** Excerpt to read **

┄┄┄┄┄┄┄┄┄┄┄┄┄┄┄┄┄┄┄┄

Finally the applicant provided the
Tribunal with a copy of a baptism certificate indicating that he had been
baptised at the Westmead
Chinese Christian Church on 25 May 2008.
- In
the Tribunal’s findings and reasons it set out in paragraphs [75 –
85] [CB 142 – 144] its views upon the applicant’s
testimony
concerning his Christian activities in China and what had occurred to him there.
The vagueness and inconsistencies previously
referred to were reiterated and
constituted the Tribunal’s grounds for concluding that the
applicant’s testimony lacked
credibility or veracity. In regard to the
certificate of baptism the Tribunal noted that the applicant had not been
baptised in
China and the fact that he was baptised after the hearing raised
issues about his intentions and could suggest that he had engaged
in that
conduct for the purposes of strengthening his application for a protection visa.
The Tribunal’s conclusions concerning
the information that it had are
contained at [CB 144]:
- “[86]
The applicant was interviewed by the Department on 6 December 2007 and during
the interview, he provided a photograph
showing the applicant with five other
people. In the course of the interview and the hearing, he denied knowing the
female standing
in the middle of the back row. The Tribunal notes that the
female whom he denied knowing bears a striking resemblance to the female
with
whom it is alleged that he is in a relationship and had travelled. Whilst the
Tribunal may be in agreement with the applicant
when in the response to the
s.424A letter, he said this issue was not relevant to his claims, this
information is relevant because his denial of knowing female X when
there is
information that suggests the contrary, raises doubts about his claims and
credibility generally. The distinction he made
between knowing and meeting,
whilst valid, does not explain his responses abut this female. Relevantly,
post-hearing, the applicant
provided a letter from [friend] stating that
the applicant had lived “ín the same address and moved out
now”, that the author of the letter had known in China the woman in the
photograph, “female X” whom the applicant had not met prior
to coming to Sydney, that the woman and the applicant had come from different
areas in China
and that they “won’t stay as loving
couple”. The applicant also provided a letter reiterating his earlier
advice that he did not know “female X” prior to meeting her
in Sydney, a copy and translation of application/certificate of marriage and the
photograph of the applicant
with his wife and daughter.”

┄┄┄┄┄┄┄┄┄┄┄┄┄┄┄┄┄┄┄┄

** Provided data **

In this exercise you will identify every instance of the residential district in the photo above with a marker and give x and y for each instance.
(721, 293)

┄┄┄┄┄┄┄┄┄┄┄┄┄┄┄┄┄┄┄┄

Return the tribunal excerpt in full, word for word. The listing comes from a separate source and has no connection to the tribunal excerpt.

Finally the applicant provided the
Tribunal with a copy of a baptism certificate indicating that he had been
baptised at the Westmead
Chinese Christian Church on 25 May 2008.
- In
the Tribunal’s findings and reasons it set out in paragraphs [75 –
85] [CB 142 – 144] its views upon the applicant’s
testimony
concerning his Christian activities in China and what had occurred to him there.
The vagueness and inconsistencies previously
referred to were reiterated and
constituted the Tribunal’s grounds for concluding that the
applicant’s testimony lacked
credibility or veracity. In regard to the
certificate of baptism the Tribunal noted that the applicant had not been
baptised in
China and the fact that he was baptised after the hearing raised
issues about his intentions and could suggest that he had engaged
in that
conduct for the purposes of strengthening his application for a protection visa.
The Tribunal’s conclusions concerning
the information that it had are
contained at [CB 144]:
- “[86]
The applicant was interviewed by the Department on 6 December 2007 and during
the interview, he provided a photograph
showing the applicant with five other
people. In the course of the interview and the hearing, he denied knowing the
female standing
in the middle of the back row. The Tribunal notes that the
female whom he denied knowing bears a striking resemblance to the female
with
whom it is alleged that he is in a relationship and had travelled. Whilst the
Tribunal may be in agreement with the applicant
when in the response to the
s.424A letter, he said this issue was not relevant to his claims, this
information is relevant because his denial of knowing female X when
there is
information that suggests the contrary, raises doubts about his claims and
credibility generally. The distinction he made
between knowing and meeting,
whilst valid, does not explain his responses abut this female. Relevantly,
post-hearing, the applicant
provided a letter from [friend] stating that
the applicant had lived “ín the same address and moved out
now”, that the author of the letter had known in China the woman in the
photograph, “female X” whom the applicant had not met prior
to coming to Sydney, that the woman and the applicant had come from different
areas in China
and that they “won’t stay as loving
couple”. The applicant also provided a letter reiterating his earlier
advice that he did not know “female X” prior to meeting her
in Sydney, a copy and translation of application/certificate of marriage and the
photograph of the applicant
with his wife and daughter.”